** START OF PAGE TEXT **

Gabler argues that we are heading into a future where we can all be Trumans, albeit with the singular difference that we will be conscious of preferring a fictional existence — our own life movies, our “lifies,” to use Gabler’s word — to reality. In a nutshell, thanks to the cocoon of technology and the abundance of the consumer society, reality will barely touch us if we so choose.
“Life itself,” Gabler writes, is “gradually becoming a medium all its own.” We are “becoming at once performance artists in and audiences for a grand, ongoing show. . . . Life has become art, so that the two are now indistinguishable from each other.”
To some, his analysis might seem an exaggeration. Man has always been prone to illusion; unrelieved reality is too hard to bear. As T. S. Eliot once wrote: “Mankind cannot take very much reality.” Out of this existential condition, we created art and culture as ways to help us comprehend our condition and make it intelligible. In other words, we assumed a linkage between art and reality and truth.
But in our post-modern society, with its surfeit of data, illusion takes the form of hype and misinformation. Think of the newscasts where what is considered newsworthy is that which can be sensationalized to be as dramatic as possible, where so-called reality TV and “shockumentaries” such as the World’s Scariest Police Chases attract the biggest audiences, and where celebrities and movie stars are sought out for their negligible wisdom on world affairs; you cannot help but conclude that Gabler is on to something.
Indeed, given the evidence he offers, it is difficult to dispute his claim that North Americans increasingly occupy a world that privileges sensual satisfaction over mental reflection, emotionalism over reason, and Dionysian indulgence over Apollonian intelligibility.
Is this not what Bill Clinton and Lady Diana really represent? Despite his obvious perjury and abuse of power, the president remains a flawed but popular character for many Americans, the great “entertainer-in-chief,” providing endless “politainment,” to use Gabler’s word.
Ditto for Lady Di, the “saint of Sentimentality.” After years as a spoiled aristocrat refusing to grow up, her death transmogrified her into an icon for middle-class pilgrims desperate to maintain her entertainment value in their bathetic lives.
As for Oprah Winfrey, well, after years of gripes-and-hugs with the latest person-who-overcame-adversity and of promoting an endless series of New Age gurus du jour, it’s difficult to believe she’s suddenly discovered the moral and intellectual shallowness of her stock-in-trade. In fact, cynical as it sounds, her promise to pack it in seems nothing more than entertainment razzle-dazzle, another bid to boost the ratings.

** END OF PAGE TEXT **

| REQUIREMENT A |
Find every line in the entries that contains the string "lamp" and copy each of those lines out.
The passage about Gabler has no connection to the entries that follow it.

** START OF DATA ROWS **

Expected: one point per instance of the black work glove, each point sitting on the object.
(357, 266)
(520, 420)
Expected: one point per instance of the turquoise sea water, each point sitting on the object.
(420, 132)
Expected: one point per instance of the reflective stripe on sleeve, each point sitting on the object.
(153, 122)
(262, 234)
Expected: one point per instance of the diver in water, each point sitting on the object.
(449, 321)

** END OF DATA ROWS **
** START OF DATA ROWS **

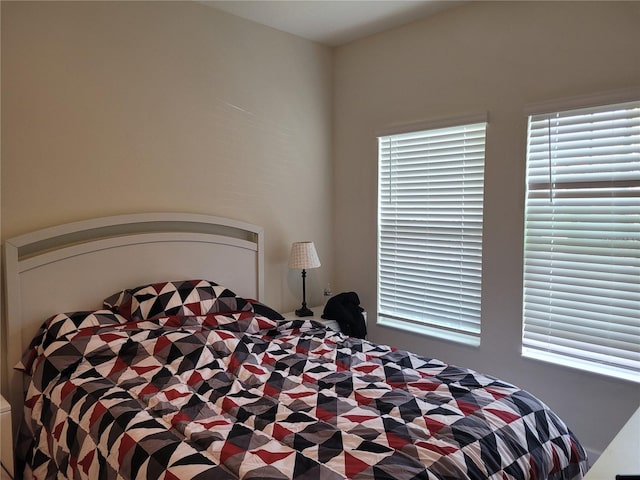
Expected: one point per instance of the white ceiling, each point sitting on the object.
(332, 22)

** END OF DATA ROWS **
** START OF DATA ROWS **

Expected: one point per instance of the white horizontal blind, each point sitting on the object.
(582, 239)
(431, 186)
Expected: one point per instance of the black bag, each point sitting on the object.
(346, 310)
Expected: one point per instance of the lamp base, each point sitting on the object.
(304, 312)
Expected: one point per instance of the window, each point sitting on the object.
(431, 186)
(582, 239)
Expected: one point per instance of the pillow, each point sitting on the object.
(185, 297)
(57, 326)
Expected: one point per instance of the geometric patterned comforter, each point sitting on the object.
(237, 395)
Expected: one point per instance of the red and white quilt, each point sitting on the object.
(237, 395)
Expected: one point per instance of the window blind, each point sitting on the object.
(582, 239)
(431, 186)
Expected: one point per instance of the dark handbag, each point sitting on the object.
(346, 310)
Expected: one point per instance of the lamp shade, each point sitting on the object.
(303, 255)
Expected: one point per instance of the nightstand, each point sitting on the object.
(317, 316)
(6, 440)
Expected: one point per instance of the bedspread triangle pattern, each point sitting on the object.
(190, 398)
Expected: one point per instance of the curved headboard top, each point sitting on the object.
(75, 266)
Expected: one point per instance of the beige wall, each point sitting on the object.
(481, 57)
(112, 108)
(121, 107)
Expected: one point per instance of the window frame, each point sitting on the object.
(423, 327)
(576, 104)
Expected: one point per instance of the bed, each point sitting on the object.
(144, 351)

** END OF DATA ROWS **

| REQUIREMENT B |
Rewrite the passage about Gabler, starting with "But in our post-modern" and going on through "over Apollonian intelligibility.", substituting "news programs" for "newscasts".

| FULL RESPONSE A |
Expected: one point per instance of the lamp base, each point sitting on the object.
Expected: one point per instance of the lamp shade, each point sitting on the object.

| FULL RESPONSE B |
But in our post-modern society, with its surfeit of data, illusion takes the form of hype and misinformation. Think of the news programs where what is considered newsworthy is that which can be sensationalized to be as dramatic as possible, where so-called reality TV and “shockumentaries” such as the World’s Scariest Police Chases attract the biggest audiences, and where celebrities and movie stars are sought out for their negligible wisdom on world affairs; you cannot help but conclude that Gabler is on to something.
Indeed, given the evidence he offers, it is difficult to dispute his claim that North Americans increasingly occupy a world that privileges sensual satisfaction over mental reflection, emotionalism over reason, and Dionysian indulgence over Apollonian intelligibility.